═══ Selected extract ═══

Underground roadway development equipment typically includes a continuous miner and haulage equipment that transports cut material from the cutting face. A continuous miner can include a free-steered, track-mounted, multi-motor mining machine that includes a pick-laced cylindrical cutting drum mounted on a ranging arm and rotating on a horizontal axis. For example, FIG. 1 schematically illustrates a continuous miner 20 according to one embodiment of the invention. The continuous miner includes a cutting drum 22, a chassis or frame 24, and a tail 26. The drum 22 is coupled to a ranging arm 28 that moves the drum 22 from mine roof to floor and/or from mine floor to roof (e.g., as the drum 22 cuts). It should be understood that the frame 24 is typically narrower than the drum 22. Also, the drum 22 may be equal to the width of a roadway being cut or the miner 20 may make more than one pass to create a roadway wider than the drum 22.
The drum 22 is rotated using one or more cutter motors. Material cut by the drum 22 falls in front of the miner 20 (i.e., the end closest to a cutting face) and is gathered by rotating paddles on a gathering head 30. The gathering head 30 pushes collected materials onto a chain conveyor that runs through the body of the miner 20 until it falls off the tail 26 onto haulage equipment. In some embodiments, as illustrated in FIG. 1, the tail 26 can move vertically and/or horizontally to align the tail 26 with the haulage equipment. The haulage equipment can include a shuttle car, a battery hauler, and/or a flexible conveyor train. The haulage equipment transports material cut by the miner 20 to other material handling equipment (e.g., a crusher and/or feeder breaker).
During operation, an operator controls the miner 20 using a remote control. When cutting is performed, the drum 22 rotates clockwise (in the picture of FIG. 1) or “roof to-floor” in terms of engagement of picks or bits included on the drum 22 with material of the cutting face. Water sprays can be used to manage dust generated during cutting by the miner 20.

═══ Raw records ═══

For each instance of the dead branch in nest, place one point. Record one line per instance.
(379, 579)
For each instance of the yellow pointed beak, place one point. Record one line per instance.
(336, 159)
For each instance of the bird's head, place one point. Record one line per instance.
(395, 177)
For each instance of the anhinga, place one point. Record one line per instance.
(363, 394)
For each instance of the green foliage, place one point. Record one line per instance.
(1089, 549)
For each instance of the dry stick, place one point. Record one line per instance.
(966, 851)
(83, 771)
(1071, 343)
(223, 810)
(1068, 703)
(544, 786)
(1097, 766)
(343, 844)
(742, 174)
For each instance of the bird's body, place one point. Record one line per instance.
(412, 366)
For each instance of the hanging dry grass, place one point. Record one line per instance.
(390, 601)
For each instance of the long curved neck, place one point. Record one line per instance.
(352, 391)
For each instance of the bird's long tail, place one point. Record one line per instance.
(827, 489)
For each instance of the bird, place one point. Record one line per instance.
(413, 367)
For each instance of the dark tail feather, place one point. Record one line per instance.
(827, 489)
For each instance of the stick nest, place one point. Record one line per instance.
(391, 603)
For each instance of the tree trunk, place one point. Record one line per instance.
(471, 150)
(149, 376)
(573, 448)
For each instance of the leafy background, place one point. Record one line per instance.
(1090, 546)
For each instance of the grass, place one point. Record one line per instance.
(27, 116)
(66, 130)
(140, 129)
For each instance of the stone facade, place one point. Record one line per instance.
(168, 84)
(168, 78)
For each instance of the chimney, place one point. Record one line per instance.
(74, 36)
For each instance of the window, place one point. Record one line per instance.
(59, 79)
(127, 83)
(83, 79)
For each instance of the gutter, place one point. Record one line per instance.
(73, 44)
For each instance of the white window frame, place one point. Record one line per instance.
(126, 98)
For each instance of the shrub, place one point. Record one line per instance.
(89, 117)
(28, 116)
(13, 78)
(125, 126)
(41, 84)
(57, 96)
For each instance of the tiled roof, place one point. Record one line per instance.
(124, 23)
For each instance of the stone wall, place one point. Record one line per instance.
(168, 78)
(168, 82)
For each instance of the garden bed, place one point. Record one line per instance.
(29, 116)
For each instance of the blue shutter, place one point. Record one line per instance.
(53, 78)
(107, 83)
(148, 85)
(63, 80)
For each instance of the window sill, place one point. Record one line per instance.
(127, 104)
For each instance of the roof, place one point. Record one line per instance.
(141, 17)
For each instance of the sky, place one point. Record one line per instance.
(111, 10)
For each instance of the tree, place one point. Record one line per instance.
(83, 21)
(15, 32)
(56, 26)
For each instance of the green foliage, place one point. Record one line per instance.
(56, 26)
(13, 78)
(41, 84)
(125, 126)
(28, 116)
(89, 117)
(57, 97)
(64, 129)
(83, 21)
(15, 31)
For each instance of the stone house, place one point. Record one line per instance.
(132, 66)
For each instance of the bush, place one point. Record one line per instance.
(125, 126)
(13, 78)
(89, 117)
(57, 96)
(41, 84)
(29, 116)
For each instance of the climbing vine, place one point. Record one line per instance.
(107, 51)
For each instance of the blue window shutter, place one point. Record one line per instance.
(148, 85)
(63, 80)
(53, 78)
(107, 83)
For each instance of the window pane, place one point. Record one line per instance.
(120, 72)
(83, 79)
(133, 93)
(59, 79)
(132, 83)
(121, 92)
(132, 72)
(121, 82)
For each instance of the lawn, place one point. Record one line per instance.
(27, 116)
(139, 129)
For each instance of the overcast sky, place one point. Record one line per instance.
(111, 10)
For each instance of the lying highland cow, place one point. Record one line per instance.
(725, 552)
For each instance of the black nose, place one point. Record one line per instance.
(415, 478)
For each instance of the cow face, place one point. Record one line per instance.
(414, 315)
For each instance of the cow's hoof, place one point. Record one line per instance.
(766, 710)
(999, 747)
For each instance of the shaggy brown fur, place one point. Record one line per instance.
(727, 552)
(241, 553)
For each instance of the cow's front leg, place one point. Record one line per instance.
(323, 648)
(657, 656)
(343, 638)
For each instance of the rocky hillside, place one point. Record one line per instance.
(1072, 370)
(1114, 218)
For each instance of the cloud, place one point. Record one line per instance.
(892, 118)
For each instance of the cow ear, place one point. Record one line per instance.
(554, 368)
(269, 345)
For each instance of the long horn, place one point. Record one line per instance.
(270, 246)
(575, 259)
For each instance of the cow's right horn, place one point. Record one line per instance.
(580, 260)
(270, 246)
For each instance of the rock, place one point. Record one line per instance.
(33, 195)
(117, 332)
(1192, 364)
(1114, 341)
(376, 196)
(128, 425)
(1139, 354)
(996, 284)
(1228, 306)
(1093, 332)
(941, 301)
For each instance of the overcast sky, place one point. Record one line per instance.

═══

> List of tasks:
• A. According to the continuous miner text, which kinds of haulage equipment can receive material from the tail?
• B. Write the next part of the continuous miner text, starting after its final sentence.

> Per-task outputs:
• A. A shuttle car, a battery hauler, and/or a flexible conveyor train.

• B.
Roadway development performed using the continuous miner 20 can have a variety of different configurations. For example, the continuous miner 20 can be used to develop a room and pillar roadway as illustrated in FIG. 2A. In this situation, the continuous miner 20 operates in a direction generally toward the top of FIG. 2A and cut material is removed by haulage equipment 40 in the opposite direction. The room and pillar roadway can be used to extract material while leaving roof support.
In other embodiments, the continuous miner 20 can be used to develop a longwall gate road as illustrated in FIG. 2B. Again, in this situation, the continuous miner 20 operates in a direction generally toward the top of FIG. 2B and cut material is removed by haulage equipment 40 in an opposite direction. The longwall gate road can be used to set up a longwall mining environment.
In yet other embodiments, the continuous miner 20 can be used to develop an industrial mineral roadway as illustrated in FIG. 2C. Again, in this situation, the continuous miner 20 operates in a direction generally toward the top of FIG. 2C and cut material is removed by haulage equipment 40 in an opposite direction.
Based on the roadway development configuration, the miner 20 can have different power and physical size parameters. These parameters can also vary based on the mineral being cut and the thickness of material layers or seams. For example, industrial mineral extraction typically involves wider and sometimes higher roadways due to the material being cut being inherently self-supporting (e.g., as compared to coal) and often being deposited in thicker layers or seams.
As noted above, to cut material, the continuous miner 20 is initially “sumped” into the cutting face. After “sumping,” the ranging arm 28 is raised and/or lowered to shear and cut the cutting face. After completing a shear or a pass, the miner 20 is again “sumped” into the material. As also noted above, there can be a predetermined desired “sump depth,” which can be related to the diameter of the drum 22, the hardness of the material being cut, and the energy or power available to the miner 20. “Sumping” too far (sometimes referred to as “over-webbing”) puts excessive load on cutter motors and can create improper roof and/or floor profiles. Similarly, not “sumping” enough is inefficient in terms of production rate.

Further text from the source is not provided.